* [Data for this task]:
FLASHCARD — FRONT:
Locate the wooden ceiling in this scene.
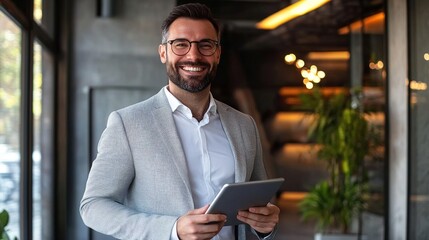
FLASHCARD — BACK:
[177,0,384,52]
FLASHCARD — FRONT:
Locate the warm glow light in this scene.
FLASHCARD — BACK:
[256,0,330,30]
[295,59,305,68]
[317,71,326,78]
[410,80,428,91]
[313,76,320,83]
[338,12,385,34]
[285,53,296,64]
[308,51,350,60]
[301,69,308,78]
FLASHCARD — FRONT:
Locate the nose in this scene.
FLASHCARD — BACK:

* [Exercise objective]: Copy all of the lines above word for word, leaving out the picture.

* [Response to this exercise]:
FLASHCARD — FRONT:
Locate the wooden ceiling in this scene.
FLASHCARD — BACK:
[177,0,384,52]
FLASHCARD — FRONT:
Locate the warm glow light in this scene.
FLASHCARD — BACK:
[256,0,330,30]
[295,59,305,68]
[317,71,326,78]
[410,80,428,91]
[313,76,320,83]
[338,12,385,34]
[285,53,296,64]
[308,51,350,60]
[301,69,308,78]
FLASHCARD — FRONT:
Locate the nose in this scene.
FLASHCARD — BACK:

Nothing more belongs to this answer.